WHAT THIS EXERCISE ASKS:
**A)** Please answer these questions using the percolation summary:
(i) Which parameter controls the number and timing of the giant components?
(ii) Which two properties of the transition does tuning that parameter affect?
(iii) Under what condition are the critical point and discontinuity unaffected?
**B)** Reproduce the part of the percolation summary from "Strongly discontinuous explosive" up to and including "during the transition.".

─── TEXT SHOWN ───

Strongly discontinuous explosive percolation with multiple giant components

TL;DR

This paper studies a generalized explosive percolation process where multiple giant components emerge simultaneously in a strongly discontinuous transition, with the number and timing controlled by a parameter alpha.

Contribution

It introduces a generalized process controlling the emergence of multiple giant components with a strongly discontinuous transition, extending previous models.

Findings

Multiple giant components appear simultaneously during the transition.

Tuning alpha affects the delay and explosiveness of the transition.

The critical point and discontinuity are unaffected when only spanning edges are sampled.

─── DATA FOR REVIEW ───

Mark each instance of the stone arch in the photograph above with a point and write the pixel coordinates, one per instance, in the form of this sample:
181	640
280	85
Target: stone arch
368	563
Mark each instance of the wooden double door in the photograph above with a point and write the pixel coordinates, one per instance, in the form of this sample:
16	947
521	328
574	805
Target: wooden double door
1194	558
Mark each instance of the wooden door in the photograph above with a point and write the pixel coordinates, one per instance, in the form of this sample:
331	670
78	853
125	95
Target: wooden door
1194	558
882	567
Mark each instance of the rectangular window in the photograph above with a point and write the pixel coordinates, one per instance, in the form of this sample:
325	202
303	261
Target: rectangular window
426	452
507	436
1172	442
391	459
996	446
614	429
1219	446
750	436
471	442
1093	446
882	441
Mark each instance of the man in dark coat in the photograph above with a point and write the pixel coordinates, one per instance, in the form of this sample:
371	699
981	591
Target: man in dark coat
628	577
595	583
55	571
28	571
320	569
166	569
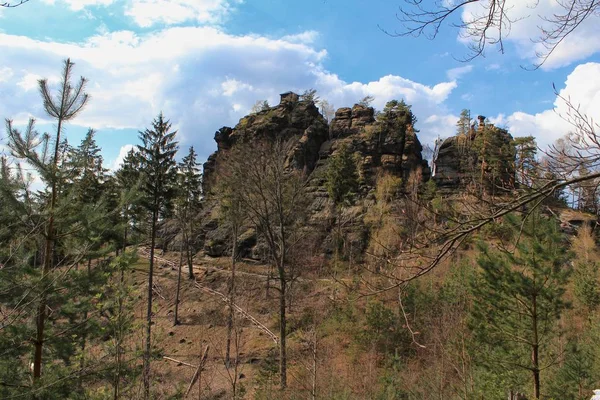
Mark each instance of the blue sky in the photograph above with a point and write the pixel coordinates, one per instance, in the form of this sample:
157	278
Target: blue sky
204	63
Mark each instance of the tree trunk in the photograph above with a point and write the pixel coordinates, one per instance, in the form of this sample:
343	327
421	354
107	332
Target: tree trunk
313	392
535	351
231	298
188	255
84	335
119	339
282	330
48	257
148	349
176	319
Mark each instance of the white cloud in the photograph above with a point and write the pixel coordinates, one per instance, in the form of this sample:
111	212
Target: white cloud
456	73
6	74
150	12
582	88
530	16
29	82
201	78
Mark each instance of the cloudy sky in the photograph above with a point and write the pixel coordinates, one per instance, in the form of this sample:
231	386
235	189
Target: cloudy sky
204	63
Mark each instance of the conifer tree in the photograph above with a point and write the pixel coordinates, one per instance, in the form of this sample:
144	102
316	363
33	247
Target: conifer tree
525	161
520	297
188	204
157	154
67	104
341	176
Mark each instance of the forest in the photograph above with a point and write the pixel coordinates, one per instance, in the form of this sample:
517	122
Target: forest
317	253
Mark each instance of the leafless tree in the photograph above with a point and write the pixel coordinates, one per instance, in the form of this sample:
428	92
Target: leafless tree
492	23
272	196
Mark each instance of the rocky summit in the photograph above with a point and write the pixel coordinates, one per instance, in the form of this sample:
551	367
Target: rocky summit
380	145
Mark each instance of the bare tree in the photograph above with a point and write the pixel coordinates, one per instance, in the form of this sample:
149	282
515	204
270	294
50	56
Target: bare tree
68	103
492	21
272	196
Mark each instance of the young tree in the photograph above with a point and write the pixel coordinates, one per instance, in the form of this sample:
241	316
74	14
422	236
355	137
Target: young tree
526	164
520	297
273	197
463	126
157	154
327	110
233	215
188	202
341	179
191	191
128	182
67	105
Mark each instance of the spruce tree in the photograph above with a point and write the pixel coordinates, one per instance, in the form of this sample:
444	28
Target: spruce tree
341	176
187	205
157	155
520	297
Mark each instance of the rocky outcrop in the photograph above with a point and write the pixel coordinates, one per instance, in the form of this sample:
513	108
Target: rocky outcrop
484	156
292	120
387	145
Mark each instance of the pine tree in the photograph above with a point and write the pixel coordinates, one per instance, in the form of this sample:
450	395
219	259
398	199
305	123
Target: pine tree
520	298
188	204
129	182
526	164
341	179
157	154
67	105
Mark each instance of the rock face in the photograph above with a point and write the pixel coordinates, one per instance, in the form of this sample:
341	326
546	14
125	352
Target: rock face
485	156
384	146
292	119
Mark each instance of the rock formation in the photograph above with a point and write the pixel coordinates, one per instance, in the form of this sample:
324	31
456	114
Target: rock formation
386	145
485	156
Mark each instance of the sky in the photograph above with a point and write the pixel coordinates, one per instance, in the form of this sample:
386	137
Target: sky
204	63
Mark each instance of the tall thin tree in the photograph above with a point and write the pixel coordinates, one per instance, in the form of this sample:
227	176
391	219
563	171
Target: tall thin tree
68	102
157	154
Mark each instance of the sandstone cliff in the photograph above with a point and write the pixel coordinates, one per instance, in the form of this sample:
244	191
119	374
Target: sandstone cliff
387	145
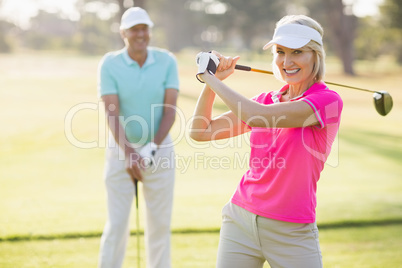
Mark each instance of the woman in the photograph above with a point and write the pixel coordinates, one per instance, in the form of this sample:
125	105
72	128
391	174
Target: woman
271	216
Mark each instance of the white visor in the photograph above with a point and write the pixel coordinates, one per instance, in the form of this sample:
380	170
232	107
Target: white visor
294	36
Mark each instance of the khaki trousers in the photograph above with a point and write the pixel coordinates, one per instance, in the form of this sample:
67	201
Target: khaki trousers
248	240
157	189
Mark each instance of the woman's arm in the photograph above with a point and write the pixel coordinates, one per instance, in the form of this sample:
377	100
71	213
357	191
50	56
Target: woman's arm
279	115
206	128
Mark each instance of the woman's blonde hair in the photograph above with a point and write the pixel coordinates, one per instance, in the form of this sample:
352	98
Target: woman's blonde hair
319	62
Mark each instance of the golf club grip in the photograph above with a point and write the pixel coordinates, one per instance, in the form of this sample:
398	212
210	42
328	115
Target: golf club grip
242	67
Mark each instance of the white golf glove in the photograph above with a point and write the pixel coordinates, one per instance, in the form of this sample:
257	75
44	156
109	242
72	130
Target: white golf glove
147	154
206	61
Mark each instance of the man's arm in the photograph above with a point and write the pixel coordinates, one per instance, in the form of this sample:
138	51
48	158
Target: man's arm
132	158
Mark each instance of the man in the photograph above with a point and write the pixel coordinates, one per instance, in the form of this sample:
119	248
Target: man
139	87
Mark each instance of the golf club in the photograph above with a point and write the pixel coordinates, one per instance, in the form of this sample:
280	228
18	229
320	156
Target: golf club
382	99
137	223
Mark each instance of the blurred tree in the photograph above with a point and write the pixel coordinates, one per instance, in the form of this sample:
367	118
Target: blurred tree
5	29
391	16
340	27
254	19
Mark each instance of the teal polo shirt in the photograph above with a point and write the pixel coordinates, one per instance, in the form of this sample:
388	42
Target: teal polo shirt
141	90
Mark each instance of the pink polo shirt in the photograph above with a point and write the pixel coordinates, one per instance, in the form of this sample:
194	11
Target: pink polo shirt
285	163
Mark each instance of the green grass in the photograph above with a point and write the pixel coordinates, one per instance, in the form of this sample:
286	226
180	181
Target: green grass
52	189
354	247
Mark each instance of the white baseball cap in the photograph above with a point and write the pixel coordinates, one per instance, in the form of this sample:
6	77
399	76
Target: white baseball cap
294	36
134	16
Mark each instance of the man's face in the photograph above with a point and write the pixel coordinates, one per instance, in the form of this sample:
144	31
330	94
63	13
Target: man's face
137	37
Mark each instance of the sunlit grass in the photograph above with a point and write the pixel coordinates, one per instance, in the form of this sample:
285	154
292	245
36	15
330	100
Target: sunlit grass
369	247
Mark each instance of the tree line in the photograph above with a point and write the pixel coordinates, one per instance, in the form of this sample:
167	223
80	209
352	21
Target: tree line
213	24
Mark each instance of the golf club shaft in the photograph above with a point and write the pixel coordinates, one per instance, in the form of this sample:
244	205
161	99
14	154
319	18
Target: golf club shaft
137	223
247	68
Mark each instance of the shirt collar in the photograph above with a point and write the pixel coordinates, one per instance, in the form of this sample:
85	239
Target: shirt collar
129	61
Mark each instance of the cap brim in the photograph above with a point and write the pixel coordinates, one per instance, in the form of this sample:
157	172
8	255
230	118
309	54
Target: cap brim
289	42
130	24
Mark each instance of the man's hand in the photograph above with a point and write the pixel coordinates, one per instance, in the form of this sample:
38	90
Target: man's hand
206	61
147	154
133	163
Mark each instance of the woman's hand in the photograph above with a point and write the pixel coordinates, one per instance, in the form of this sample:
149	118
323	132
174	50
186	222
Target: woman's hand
226	65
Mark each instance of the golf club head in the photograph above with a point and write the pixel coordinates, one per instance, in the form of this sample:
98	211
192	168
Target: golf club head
382	102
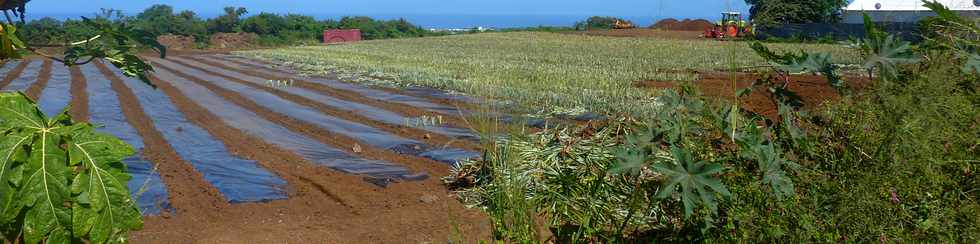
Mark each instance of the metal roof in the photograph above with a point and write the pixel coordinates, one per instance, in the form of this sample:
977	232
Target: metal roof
910	5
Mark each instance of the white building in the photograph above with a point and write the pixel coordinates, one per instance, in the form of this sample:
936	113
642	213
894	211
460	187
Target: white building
903	10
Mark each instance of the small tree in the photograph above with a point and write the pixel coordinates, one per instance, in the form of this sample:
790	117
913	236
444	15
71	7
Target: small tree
769	12
227	23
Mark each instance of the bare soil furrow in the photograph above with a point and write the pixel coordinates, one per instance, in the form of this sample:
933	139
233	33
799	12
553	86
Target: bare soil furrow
447	100
359	94
34	91
79	97
12	72
189	193
239	180
348	144
437	139
22	73
325	206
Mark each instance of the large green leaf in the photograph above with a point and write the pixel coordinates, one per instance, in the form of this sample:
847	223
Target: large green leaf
972	64
694	178
16	110
886	54
104	210
61	181
9	43
12	155
45	193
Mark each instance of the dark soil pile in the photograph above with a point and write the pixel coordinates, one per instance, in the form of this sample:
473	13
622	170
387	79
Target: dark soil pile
233	40
175	42
686	24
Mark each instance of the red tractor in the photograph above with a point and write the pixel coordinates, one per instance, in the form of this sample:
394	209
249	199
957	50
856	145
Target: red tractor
731	26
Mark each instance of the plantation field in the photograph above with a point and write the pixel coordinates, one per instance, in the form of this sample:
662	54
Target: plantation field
546	72
228	154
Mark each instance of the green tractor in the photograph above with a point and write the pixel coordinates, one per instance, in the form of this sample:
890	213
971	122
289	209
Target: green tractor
731	26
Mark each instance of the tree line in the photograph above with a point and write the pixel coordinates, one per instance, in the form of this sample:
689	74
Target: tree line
272	28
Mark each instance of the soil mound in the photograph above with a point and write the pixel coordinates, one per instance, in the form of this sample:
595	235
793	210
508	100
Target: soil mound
812	89
233	40
175	42
686	24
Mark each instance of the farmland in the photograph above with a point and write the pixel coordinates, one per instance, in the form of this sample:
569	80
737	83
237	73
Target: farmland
547	72
589	136
224	157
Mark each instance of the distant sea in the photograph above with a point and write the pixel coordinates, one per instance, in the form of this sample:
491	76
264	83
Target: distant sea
443	21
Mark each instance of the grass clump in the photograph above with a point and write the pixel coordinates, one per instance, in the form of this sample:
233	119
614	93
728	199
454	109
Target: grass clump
894	162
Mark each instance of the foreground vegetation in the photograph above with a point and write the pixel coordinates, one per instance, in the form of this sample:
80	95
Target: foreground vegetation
893	162
544	72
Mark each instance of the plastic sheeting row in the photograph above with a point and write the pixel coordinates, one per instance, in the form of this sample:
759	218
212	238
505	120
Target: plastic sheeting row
26	78
376	171
366	134
56	96
403	99
105	110
368	111
239	180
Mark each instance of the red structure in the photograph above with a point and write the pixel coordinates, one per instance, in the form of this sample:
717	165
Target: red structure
340	36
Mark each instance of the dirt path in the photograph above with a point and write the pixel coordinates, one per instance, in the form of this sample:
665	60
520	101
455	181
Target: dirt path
14	73
34	91
812	89
79	96
190	194
403	109
323	205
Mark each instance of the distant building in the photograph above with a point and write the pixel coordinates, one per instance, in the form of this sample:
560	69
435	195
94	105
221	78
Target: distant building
903	11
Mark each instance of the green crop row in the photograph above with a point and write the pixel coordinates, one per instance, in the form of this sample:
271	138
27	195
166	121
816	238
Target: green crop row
544	72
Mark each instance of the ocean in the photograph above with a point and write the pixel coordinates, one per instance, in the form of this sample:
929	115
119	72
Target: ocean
444	21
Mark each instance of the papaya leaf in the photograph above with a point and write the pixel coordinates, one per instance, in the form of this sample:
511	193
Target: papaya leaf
771	164
694	178
972	64
630	161
9	42
104	209
886	54
45	192
61	182
12	155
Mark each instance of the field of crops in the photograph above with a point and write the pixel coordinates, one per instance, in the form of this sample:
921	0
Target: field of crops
231	152
547	72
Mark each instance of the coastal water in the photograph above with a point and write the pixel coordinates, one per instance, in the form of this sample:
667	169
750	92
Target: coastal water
443	21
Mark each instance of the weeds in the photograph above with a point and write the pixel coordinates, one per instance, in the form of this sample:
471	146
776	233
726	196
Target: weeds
893	163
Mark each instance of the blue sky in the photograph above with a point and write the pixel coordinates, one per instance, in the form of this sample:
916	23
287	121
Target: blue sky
680	8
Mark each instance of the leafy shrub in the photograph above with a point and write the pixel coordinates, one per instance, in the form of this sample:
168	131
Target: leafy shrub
896	162
61	181
599	23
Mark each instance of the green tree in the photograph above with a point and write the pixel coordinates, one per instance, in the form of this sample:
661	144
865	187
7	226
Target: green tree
229	22
44	31
599	23
770	12
264	24
160	20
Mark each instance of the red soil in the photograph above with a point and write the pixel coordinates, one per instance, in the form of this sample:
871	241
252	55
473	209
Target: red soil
814	90
684	25
639	32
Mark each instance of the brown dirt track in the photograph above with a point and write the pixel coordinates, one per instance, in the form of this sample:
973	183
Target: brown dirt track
323	205
644	33
813	90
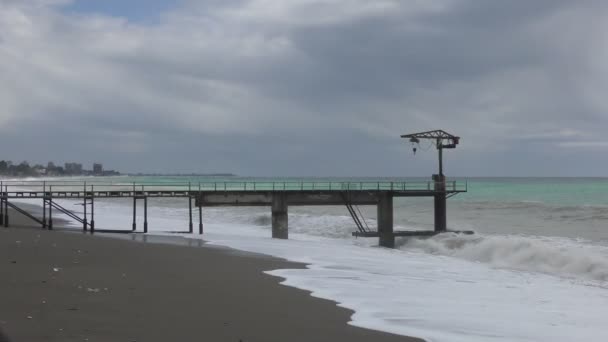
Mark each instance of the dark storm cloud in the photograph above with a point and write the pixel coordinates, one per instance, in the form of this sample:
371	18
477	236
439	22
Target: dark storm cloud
307	87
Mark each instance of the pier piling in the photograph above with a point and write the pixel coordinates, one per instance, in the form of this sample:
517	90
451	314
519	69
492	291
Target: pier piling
92	210
280	217
385	221
134	227
200	219
440	204
190	225
145	215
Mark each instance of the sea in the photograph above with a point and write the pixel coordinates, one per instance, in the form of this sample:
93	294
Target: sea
536	268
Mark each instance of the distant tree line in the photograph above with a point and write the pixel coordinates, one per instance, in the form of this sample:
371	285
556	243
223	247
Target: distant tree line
24	169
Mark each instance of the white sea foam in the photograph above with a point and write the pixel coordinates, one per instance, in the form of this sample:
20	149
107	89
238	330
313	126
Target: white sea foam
557	256
444	289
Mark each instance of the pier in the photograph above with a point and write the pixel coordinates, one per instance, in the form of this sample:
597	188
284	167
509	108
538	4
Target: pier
278	196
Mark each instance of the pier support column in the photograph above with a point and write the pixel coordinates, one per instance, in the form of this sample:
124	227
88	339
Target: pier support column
85	222
190	226
6	212
134	227
385	220
43	212
145	215
92	214
440	204
280	221
200	219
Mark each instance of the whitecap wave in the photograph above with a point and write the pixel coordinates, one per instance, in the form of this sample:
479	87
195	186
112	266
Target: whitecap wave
559	257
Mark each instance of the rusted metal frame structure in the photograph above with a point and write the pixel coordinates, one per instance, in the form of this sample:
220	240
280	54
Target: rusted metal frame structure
442	140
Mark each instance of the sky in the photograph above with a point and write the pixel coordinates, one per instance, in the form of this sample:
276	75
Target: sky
306	87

───

ANSWERS BELOW:
**A)**
(i) The parameter alpha.
(ii) The delay and the explosiveness of the transition.
(iii) When only spanning edges are sampled.

**B)**
Strongly discontinuous explosive percolation with multiple giant components

TL;DR

This paper studies a generalized explosive percolation process where multiple giant components emerge simultaneously in a strongly discontinuous transition, with the number and timing controlled by a parameter alpha.

Contribution

It introduces a generalized process controlling the emergence of multiple giant components with a strongly discontinuous transition, extending previous models.

Findings

Multiple giant components appear simultaneously during the transition.